Saved entries:

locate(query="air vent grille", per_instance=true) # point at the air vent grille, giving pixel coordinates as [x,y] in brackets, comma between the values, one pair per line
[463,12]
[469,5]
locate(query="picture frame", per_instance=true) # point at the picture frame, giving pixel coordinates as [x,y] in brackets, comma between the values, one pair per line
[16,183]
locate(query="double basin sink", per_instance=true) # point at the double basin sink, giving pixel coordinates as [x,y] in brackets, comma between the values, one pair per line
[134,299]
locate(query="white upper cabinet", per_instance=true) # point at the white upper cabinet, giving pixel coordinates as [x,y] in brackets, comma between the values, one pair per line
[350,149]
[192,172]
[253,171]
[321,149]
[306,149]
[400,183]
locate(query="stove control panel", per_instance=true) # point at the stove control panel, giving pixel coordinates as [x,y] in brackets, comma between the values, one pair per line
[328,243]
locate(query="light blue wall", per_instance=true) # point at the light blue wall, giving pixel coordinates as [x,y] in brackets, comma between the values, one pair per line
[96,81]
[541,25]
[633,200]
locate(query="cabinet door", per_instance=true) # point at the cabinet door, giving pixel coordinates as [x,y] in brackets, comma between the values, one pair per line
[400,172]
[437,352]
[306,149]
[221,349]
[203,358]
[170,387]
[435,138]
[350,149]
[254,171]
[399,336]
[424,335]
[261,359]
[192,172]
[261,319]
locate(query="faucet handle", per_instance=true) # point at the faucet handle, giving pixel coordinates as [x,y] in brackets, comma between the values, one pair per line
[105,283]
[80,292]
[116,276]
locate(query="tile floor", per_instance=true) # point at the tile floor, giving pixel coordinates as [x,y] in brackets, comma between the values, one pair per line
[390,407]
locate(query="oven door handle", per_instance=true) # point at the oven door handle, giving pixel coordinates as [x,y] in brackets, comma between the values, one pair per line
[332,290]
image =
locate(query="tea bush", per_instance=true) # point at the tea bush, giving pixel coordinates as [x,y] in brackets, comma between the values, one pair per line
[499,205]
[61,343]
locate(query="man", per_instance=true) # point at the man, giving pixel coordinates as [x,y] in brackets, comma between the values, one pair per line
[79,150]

* WORK INSTRUCTION: The lines to write out run from the one with "at the oven" through the end of the records. Give them exactly, and only them.

* TASK SOLUTION:
locate(query="oven door handle", per_instance=true) # point at the oven door handle, giving pixel coordinates as [x,y] in brackets, comma between the values, one pair per line
[332,290]
image =
locate(query="tea bush", per_instance=true) # point at the tea bush, giving pixel coordinates as [x,y] in brackets, comma between the values, one pair per line
[499,205]
[61,343]
locate(query="man", per_instance=true) # point at the man, giving pixel coordinates as [x,y] in brackets, comma between the values, one pair per line
[79,150]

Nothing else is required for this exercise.